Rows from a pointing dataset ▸

— START —

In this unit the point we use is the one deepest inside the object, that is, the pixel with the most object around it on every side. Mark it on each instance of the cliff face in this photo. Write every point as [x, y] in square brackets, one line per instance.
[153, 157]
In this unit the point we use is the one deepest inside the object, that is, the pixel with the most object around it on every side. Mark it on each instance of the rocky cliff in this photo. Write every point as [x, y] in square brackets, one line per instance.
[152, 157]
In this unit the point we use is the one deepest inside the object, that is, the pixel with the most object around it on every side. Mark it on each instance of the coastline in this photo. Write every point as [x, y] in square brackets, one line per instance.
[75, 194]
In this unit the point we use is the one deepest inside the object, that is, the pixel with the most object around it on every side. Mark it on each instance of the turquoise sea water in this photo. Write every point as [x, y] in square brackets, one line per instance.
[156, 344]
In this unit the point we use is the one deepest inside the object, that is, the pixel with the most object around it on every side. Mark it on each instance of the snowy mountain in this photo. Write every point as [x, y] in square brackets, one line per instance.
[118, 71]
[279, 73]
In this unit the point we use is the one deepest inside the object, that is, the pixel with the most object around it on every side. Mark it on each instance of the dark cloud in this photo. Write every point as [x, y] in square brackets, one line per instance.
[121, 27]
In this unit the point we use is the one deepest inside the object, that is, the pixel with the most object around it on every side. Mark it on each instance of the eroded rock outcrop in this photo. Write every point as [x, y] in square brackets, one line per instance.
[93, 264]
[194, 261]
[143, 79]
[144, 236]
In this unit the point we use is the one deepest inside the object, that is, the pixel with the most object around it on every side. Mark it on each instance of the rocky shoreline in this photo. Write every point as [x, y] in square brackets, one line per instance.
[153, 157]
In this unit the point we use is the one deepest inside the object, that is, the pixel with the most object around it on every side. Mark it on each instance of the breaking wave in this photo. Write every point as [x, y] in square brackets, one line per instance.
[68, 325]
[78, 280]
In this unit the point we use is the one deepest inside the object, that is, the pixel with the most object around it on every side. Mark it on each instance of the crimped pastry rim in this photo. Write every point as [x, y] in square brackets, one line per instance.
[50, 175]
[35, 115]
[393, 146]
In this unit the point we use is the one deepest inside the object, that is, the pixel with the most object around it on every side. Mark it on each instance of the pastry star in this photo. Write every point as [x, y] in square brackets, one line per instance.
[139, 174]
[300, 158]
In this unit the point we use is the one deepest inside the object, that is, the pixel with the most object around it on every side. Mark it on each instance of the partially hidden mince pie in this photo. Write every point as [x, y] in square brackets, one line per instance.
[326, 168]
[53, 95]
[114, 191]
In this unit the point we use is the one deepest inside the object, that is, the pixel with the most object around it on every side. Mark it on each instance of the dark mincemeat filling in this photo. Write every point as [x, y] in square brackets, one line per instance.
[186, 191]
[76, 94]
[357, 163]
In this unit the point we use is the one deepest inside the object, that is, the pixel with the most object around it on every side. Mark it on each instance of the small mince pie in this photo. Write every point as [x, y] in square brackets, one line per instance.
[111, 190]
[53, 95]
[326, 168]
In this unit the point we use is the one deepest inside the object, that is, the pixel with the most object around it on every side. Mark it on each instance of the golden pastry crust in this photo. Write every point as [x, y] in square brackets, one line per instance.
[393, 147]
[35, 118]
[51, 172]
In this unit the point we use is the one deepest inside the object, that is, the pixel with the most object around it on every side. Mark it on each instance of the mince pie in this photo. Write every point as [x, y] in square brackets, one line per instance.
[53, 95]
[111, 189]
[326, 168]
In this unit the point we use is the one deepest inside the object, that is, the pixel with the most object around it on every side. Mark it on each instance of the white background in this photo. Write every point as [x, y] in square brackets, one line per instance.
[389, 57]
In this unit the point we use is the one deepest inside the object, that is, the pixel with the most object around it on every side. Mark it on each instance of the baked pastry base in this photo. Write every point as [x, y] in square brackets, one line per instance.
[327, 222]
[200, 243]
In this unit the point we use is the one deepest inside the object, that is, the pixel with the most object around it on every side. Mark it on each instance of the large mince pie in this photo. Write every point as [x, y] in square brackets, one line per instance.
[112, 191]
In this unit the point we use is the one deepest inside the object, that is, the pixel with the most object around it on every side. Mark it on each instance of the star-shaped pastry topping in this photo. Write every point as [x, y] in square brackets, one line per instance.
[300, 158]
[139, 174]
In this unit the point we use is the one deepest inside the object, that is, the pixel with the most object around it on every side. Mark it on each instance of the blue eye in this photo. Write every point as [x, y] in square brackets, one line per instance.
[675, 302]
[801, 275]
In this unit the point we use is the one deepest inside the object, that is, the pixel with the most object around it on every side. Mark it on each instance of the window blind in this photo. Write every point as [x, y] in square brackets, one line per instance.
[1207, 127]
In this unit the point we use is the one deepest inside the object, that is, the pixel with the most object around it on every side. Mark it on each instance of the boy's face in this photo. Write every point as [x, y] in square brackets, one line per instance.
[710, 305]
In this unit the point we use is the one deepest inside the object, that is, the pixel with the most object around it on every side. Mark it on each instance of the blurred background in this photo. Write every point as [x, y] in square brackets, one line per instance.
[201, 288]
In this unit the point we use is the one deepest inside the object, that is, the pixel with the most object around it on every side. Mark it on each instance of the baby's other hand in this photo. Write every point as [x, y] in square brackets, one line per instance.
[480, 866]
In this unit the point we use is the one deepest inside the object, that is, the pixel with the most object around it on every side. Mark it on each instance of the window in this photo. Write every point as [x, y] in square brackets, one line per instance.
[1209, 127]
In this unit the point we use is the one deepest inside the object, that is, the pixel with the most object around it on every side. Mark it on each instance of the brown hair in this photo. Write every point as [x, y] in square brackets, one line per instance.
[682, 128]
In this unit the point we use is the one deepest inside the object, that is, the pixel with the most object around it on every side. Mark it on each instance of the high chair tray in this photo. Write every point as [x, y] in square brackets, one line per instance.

— END —

REQUIRED WORK ▸ Transcribe all of the material exactly. Omit nothing.

RESPONSE FOR THIS EXERCISE ▸
In this unit the point we use is the one deepest inside the object, that is, the pixel with the most object around it on every side. Mark it on each instance of the cliff face in this photo. Write every point as [x, y] in square brackets, one line per instance.
[153, 157]
In this unit the point we use is the one deepest inside the object, that is, the pixel with the most object around it on every side. Mark it on each instance of the rocky cliff in this photo. Write every point as [x, y] in square brackets, one line per instance.
[152, 157]
In this unit the point we use is the one deepest inside the object, that is, the pixel with the most object around it on every side. Mark it on each instance of the coastline in this photo. Write every point as [x, y] in square brackets, one line per instance.
[75, 194]
In this unit the point we use is the one deepest inside the object, that is, the pixel with the most object around it on every side. Mark it on each instance of the turquoise sea water in this photo. Write every point as [x, y] in square brackets, one line per instance.
[156, 344]
In this unit the point we use is the one deepest inside the object, that is, the pixel with the most object around it on every side. Mark it on each instance of the snowy mountain in this photo. Write every point as [x, y] in square brackets, one line per instance.
[118, 71]
[279, 73]
In this unit the point we use is the one deepest inside the object, that is, the pixel with the most object around it on every side. Mark it on each instance of the dark cloud in this photo. Write every point as [x, y] in square brackets, one line per instance.
[121, 27]
In this unit the point we use is the one deepest inside the object, that is, the pixel with the most object around it on every side. Mark it on each instance of the eroded rock outcrop in this photo. Write every point as [x, y] in square brackets, one line per instance.
[93, 264]
[194, 261]
[143, 79]
[144, 236]
In this unit the point we use is the one deepest inside the object, that is, the pixel with the most object around it on every side. Mark it on each instance of the rocky shoreline in this photo. Write every point as [x, y] in square brackets, one line per instance.
[153, 157]
In this unit the point we use is the one deepest inside the object, that is, the pixel with the most object around it on every side. Mark it on each instance of the breaking wave in this photo. Write every point as [x, y] in square brackets, one line per instance.
[68, 325]
[78, 280]
In this unit the point we use is the one deepest inside the object, that is, the pixel with the most object around it on every side. Mark it on each instance of the crimped pastry rim in this photo. Write every point as [x, y] in square brackets, one line per instance.
[50, 175]
[35, 115]
[393, 146]
In this unit the point we use is the one deepest inside the object, that is, the pixel with the most object around it on every side. Mark it on each instance of the pastry star in this photo. Write every point as [x, y] in square brackets, one line per instance.
[139, 174]
[300, 158]
In this unit the point we use is the one deepest inside the object, that is, the pixel with the most object around it on every side. Mark it on each instance of the partially hidden mince pie in this photo. Write every point as [x, y] in square brackets, one line per instance.
[326, 168]
[53, 95]
[114, 191]
In this unit the point we use is the one deepest inside the object, that is, the pixel with the most object around it on every side. Mark it on each instance of the dark mincemeat filling in this photo. Write every point as [x, y] in square brackets, one line per instance.
[186, 191]
[76, 94]
[357, 163]
In this unit the point we use is the one deepest inside the object, that is, the pixel with the most object around it on every side. Mark it on each instance of the small mince pie in this photo. Write every point as [x, y] in square brackets, one line per instance.
[111, 190]
[53, 95]
[326, 168]
In this unit the point we use is the one deepest inside the object, that is, the pixel with the most object around it on every side. Mark it on each instance of the golden pastry crust in this photo. Write every point as [x, y] in square brackets, one line per instance.
[393, 147]
[35, 118]
[51, 172]
In this unit the point we use is the one deepest inside the object, that is, the pixel with the most object around it on every side. Mark it on each instance of the mince pie in this photo. Write every point as [x, y] in square brackets, one line per instance.
[53, 95]
[111, 189]
[326, 168]
In this unit the point we use is the one deepest inside the object, that is, the pixel with the most object around it on every side. Mark it on each instance of the white background in this photo. Write every point as [x, y] in square brackets, one line per instance.
[389, 57]
In this unit the point we use is the one deepest inside the object, that is, the pixel with the most object around it on every side. Mark it on each instance of the baked pastry base in this photo. Write every point as [x, y] in square brackets, one line per instance.
[327, 222]
[200, 243]
In this unit the point we use is the one deepest inside the object, that is, the pixel with the most object around it on every side. Mark it on each instance of the large mince pie in this photo. Write every point as [x, y] in square brackets, one line per instance.
[112, 191]
In this unit the point we use is the one deepest inside the object, that is, the pixel with the most object around it on every side. Mark it on each instance of the star-shaped pastry topping in this photo. Write every point as [x, y] in square brackets, one line per instance.
[300, 158]
[139, 174]
In this unit the point we use is the one deepest inside the object, that is, the pixel with the most object around it on every side. Mark it on each instance of the blue eye in this photo. Write every point as [x, y] in square brackets, one line per instance.
[675, 302]
[801, 275]
In this unit the point we use is the one deepest inside the object, that is, the pixel with the most object around it on every side. Mark it on each instance of the window blind in this photo. Write every point as [x, y] in square brackets, one line per instance.
[1207, 127]
In this unit the point we use is the one deepest inside the object, that is, the pixel with the most object around it on every side. Mark it on each instance of the boy's face in this photo. Write every point as [x, y] in square brackets, one line per instance.
[710, 305]
In this unit the point we use is the one deepest inside the object, that is, the pixel with the most object around it on every side. Mark it on each instance of the blurred background in this photo. Write every point as [x, y] in square brackets, one line per instance.
[201, 288]
In this unit the point we use is the one deepest inside the object, that is, the pixel with the most object around it on every side. Mark it on each instance of the baby's other hand in this photo. Write every point as [x, y] in square brackets, one line per instance.
[480, 866]
In this unit the point we use is the one deepest inside the object, that is, the pixel with the most object around it on every side. Mark it on each instance of the window in this photo. Write every point as [x, y] in square brackets, one line per instance.
[1209, 127]
In this unit the point we use is the one deepest inside the object, that is, the pixel with the most object around it on every side. Mark it on each instance of the brown hair in this photo. Write every point as [x, y] in square brackets, one line per instance.
[682, 128]
In this unit the point we use is the one deepest inside the object, that is, the pixel with the most object around it on every side. Mark it on each instance of the high chair tray in this photo. Write every point as [x, y] in square brackets, one line per instance.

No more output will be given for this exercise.